| CHECK YOUR UNDERSTANDING |
A: Decide whether each statement below agrees with the biographical notes, answering yes or no and quoting the words of the notes that settle it. (i) McCoy held his professorship at Melbourne University from 1854 to 1899. (ii) McCoy was president of the Royal Society of Victoria in 1861. (iii) McCoy is buried in Brighton Cemetery.
B: Extend the biographical notes on Melbourne figures, picking up after their final line.

| GIVEN TEXT |
McCoy, Sir Frederick (1817 - 1899).
http://www.adb.online.anu.edu.au/biogs/A050156b.htm
 
Professor, paleontologist, naturalist and museum curator. Born in Dublin, McCoy was worked at the Dublin Geological Society, mapping Ireland and cataloguing shells and organic remains. He then went on to work in Cambridge and Belfast, before being nominated as one of the first professors of Melbourne University, a position he held from 1854 to 1899. He was Director of the National Museum of Victoria from 1858 and vice-president of the Royal Society of Victoria in 1861 and 1870 and president in 1864. He died whilst at work, aged 73, on 13th May 1899 and is buried in Brighton Cemetery.

Hodgson, John (1799-1860)

Merchant and Mayor of Melbourne.

| EXTRACTED MATERIAL |
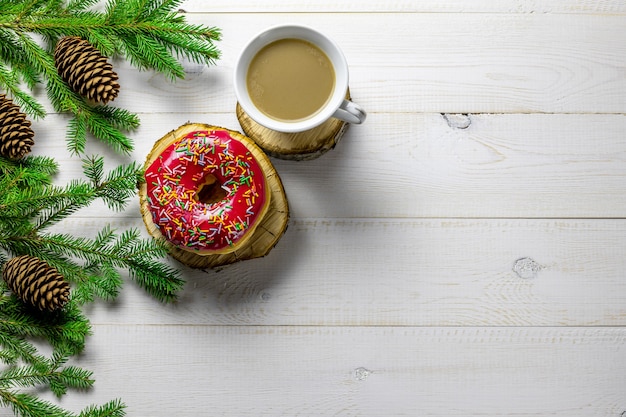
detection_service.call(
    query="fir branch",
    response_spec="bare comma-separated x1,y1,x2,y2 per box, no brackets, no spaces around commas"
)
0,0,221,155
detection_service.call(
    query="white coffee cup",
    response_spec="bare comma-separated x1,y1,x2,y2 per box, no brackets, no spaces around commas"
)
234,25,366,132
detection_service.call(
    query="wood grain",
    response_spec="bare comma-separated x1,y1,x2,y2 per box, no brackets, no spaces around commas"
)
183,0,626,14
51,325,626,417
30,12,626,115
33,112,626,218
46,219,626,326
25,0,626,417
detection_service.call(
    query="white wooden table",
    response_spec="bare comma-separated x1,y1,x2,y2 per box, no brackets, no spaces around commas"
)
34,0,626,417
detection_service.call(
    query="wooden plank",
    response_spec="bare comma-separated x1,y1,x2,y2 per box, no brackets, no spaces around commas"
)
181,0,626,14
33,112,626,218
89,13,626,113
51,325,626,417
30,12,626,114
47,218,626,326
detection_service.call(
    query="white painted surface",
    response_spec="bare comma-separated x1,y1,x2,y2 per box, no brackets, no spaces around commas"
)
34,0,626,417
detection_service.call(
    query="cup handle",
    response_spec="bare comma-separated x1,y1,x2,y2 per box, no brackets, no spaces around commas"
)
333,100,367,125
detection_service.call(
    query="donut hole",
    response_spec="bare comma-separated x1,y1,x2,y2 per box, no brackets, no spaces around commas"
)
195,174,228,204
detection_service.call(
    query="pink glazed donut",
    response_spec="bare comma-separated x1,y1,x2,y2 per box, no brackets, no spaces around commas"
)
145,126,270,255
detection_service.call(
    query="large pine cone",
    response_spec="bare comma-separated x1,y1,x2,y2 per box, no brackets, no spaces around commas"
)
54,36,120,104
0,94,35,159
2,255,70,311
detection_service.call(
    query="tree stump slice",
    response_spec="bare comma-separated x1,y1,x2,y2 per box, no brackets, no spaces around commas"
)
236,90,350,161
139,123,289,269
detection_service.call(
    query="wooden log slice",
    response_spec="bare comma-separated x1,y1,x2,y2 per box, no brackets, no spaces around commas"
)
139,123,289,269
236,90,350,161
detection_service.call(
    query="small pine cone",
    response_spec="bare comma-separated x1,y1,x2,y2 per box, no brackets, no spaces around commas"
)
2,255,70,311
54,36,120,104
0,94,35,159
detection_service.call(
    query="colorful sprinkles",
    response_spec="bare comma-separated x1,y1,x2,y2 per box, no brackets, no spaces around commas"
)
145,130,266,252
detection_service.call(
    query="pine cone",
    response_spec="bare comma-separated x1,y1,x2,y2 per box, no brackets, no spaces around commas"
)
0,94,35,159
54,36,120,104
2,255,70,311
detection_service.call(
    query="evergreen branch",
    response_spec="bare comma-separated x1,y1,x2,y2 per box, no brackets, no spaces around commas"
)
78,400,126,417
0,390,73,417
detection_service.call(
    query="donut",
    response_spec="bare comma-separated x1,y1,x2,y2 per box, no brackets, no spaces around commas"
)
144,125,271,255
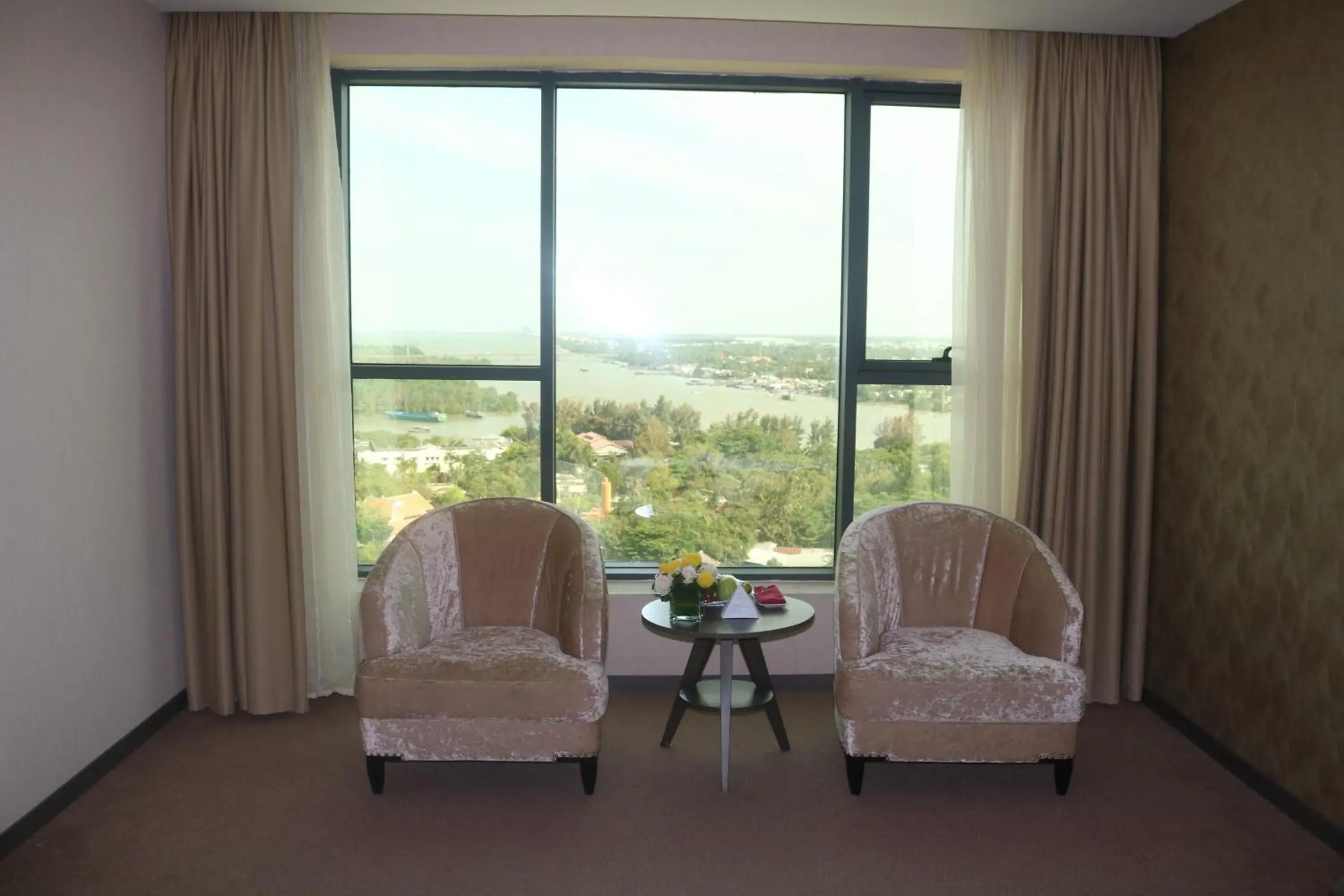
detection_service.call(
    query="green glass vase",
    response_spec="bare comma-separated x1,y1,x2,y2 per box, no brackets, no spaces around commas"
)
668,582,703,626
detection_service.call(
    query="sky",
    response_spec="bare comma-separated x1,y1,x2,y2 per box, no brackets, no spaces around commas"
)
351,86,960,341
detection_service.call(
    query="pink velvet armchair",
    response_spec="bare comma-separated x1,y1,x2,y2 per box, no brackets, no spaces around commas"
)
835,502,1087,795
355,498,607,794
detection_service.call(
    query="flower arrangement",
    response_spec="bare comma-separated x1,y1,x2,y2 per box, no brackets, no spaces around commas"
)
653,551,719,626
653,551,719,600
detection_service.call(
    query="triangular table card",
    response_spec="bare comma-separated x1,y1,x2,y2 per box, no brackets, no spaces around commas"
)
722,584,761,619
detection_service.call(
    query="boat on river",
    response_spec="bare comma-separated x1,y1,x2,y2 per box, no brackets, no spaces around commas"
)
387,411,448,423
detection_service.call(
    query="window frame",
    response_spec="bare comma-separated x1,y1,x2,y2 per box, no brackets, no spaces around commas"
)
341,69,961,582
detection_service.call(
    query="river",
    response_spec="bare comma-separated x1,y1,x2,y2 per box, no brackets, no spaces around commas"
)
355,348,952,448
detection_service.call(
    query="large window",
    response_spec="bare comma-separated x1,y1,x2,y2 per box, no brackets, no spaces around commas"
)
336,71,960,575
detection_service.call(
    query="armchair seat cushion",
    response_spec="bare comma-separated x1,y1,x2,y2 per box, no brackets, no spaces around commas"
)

==

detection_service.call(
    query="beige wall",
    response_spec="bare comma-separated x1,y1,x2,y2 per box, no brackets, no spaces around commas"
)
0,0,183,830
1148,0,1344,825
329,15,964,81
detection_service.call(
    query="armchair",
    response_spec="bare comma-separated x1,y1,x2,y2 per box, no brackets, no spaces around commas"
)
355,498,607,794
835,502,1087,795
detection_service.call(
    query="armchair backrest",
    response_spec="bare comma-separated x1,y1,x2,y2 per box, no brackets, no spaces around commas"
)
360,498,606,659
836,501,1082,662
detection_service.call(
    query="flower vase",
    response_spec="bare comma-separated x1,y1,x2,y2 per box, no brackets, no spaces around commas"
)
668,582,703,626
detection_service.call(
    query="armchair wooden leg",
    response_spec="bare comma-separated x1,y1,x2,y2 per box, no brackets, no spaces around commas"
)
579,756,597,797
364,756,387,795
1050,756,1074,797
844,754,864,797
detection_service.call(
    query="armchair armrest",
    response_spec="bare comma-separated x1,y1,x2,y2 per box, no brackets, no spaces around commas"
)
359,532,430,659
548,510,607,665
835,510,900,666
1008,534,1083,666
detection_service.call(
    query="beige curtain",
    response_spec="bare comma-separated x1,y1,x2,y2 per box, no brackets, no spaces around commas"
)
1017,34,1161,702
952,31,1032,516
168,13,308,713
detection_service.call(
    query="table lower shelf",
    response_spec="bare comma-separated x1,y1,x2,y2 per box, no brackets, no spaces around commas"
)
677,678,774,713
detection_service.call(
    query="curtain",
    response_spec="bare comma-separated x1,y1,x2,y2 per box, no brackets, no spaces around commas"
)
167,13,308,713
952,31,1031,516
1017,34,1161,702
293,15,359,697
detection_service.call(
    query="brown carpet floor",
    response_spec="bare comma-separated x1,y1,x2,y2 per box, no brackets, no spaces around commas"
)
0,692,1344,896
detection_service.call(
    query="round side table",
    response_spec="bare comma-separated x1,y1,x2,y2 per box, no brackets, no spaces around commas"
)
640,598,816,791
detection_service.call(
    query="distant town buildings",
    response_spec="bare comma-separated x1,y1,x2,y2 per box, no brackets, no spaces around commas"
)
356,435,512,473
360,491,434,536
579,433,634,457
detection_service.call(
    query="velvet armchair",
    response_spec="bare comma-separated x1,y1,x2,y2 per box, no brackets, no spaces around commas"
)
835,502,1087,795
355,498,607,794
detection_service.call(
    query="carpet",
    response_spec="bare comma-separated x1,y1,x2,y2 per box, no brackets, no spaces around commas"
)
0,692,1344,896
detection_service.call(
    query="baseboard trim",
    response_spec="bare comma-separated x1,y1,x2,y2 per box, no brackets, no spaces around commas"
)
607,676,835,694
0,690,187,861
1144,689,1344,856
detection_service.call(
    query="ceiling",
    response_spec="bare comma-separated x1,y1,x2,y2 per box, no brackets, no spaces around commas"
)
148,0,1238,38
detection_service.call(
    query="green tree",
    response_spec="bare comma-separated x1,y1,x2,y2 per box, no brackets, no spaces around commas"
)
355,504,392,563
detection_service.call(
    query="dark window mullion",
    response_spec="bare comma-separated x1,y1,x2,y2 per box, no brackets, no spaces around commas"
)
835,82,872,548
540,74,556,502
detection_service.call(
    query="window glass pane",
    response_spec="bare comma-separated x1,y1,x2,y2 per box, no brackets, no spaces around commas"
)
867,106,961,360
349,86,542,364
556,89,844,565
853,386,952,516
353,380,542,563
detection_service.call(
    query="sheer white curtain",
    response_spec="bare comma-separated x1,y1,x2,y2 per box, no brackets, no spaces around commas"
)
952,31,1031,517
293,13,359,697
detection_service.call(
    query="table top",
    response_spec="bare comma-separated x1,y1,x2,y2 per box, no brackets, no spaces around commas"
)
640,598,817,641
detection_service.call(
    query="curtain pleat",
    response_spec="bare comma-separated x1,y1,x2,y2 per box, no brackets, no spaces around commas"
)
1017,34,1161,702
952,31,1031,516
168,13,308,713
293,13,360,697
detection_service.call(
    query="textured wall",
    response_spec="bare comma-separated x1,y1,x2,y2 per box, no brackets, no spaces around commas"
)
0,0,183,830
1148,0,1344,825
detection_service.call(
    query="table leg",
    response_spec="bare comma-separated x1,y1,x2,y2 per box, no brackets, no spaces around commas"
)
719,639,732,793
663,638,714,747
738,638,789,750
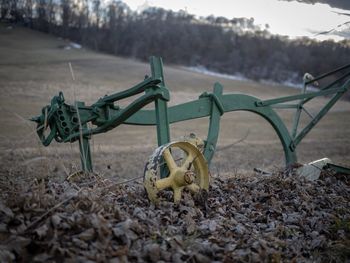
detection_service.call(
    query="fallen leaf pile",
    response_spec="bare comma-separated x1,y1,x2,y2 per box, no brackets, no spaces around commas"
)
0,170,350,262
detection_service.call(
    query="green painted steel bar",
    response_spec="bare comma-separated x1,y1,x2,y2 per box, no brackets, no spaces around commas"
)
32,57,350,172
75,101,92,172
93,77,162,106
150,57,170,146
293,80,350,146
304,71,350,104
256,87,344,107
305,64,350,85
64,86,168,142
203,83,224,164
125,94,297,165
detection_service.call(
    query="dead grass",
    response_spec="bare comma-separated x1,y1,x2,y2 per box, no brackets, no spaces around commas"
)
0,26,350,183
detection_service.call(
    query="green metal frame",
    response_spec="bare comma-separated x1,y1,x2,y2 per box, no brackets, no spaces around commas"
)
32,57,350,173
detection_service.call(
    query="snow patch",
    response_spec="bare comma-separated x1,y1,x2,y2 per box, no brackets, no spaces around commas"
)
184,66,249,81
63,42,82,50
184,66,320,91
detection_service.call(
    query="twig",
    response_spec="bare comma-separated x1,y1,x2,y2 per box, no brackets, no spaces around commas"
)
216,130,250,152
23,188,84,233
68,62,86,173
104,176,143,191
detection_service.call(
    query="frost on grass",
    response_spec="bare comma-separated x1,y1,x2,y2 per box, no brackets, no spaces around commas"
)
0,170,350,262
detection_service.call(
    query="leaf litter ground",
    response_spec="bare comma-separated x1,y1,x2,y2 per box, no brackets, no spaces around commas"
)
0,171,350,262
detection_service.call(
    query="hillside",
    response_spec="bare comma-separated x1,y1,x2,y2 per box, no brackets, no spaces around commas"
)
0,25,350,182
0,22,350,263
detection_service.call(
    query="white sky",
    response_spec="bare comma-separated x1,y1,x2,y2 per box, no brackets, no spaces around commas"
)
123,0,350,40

* * *

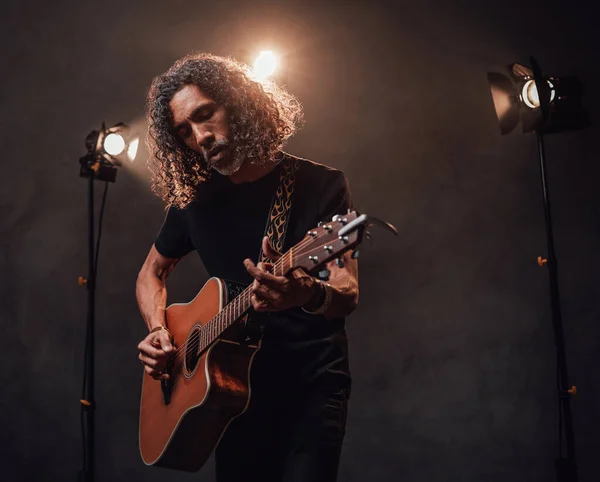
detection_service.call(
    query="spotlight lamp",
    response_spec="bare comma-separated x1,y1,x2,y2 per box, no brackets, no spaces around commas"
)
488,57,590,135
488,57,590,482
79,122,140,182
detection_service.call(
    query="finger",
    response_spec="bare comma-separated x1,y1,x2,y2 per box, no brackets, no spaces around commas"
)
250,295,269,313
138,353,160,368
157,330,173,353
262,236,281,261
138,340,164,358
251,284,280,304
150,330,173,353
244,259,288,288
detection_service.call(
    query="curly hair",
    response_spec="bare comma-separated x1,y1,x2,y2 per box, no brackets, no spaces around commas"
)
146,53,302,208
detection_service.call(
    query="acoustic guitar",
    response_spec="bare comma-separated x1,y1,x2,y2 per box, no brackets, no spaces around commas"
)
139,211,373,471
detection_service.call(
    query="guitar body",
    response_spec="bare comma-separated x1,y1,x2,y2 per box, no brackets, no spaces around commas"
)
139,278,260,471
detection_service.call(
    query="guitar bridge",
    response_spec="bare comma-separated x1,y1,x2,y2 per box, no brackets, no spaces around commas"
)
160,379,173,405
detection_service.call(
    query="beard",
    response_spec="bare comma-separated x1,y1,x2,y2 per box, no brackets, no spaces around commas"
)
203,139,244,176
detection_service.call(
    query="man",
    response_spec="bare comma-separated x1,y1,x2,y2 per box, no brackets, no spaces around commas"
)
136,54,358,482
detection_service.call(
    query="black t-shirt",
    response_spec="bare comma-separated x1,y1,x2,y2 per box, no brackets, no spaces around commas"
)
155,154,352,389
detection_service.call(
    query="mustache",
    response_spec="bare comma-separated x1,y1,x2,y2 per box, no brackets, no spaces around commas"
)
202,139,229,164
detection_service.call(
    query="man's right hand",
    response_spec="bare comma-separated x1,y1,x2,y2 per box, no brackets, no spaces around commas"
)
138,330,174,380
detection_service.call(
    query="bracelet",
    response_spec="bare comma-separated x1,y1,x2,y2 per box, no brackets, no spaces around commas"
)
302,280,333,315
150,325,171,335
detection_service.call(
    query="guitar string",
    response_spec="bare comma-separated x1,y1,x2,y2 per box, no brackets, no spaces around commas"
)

| RESPONSES FOR EACH TASK |
A:
(i) Yes: "a position he held from 1854 to 1899"
(ii) No: "vice-president of the Royal Society of Victoria in 1861 and 1870 and president in 1864"
(iii) Yes: "is buried in Brighton Cemetery"

B:
Hodgson was born at Wadsworth, Yorkshire, in 1799 to William and Mary. He arived Port Phillip 1837-1838; became a merchant and speculated in land; in 1840 he took a squatting licence over Studley Park, on Kew's eastern bank of the Yarra River. He built house in Flinders Street and country quarters on the Yarra where he established a punt in 1839; insolvent 1841; grazing interests in Heidelberg district from 1842 and lived at Studley Park. First major of the Melbourne Volunteer Rifle Corps 1854. Foundation member of the Victorian Society of Fine Arts and patron of the Victorian Exhibition of Arts 1856. Mayor of Melbourne 1853-1854.

He contested the Legislative Council seat of North Bourke iin 1852. He was elected to the Legislative Council for the seat of Melbourne, August 1853 March 1856 and the seat of Central, November 1856 August 1860.

He married twice, Annie Backley; and again in 1859 in Hawthorn to Isobella Angell Clipperton; no children
He died 2 August 1860 at Studley Park.

Smith, James (1820-1910).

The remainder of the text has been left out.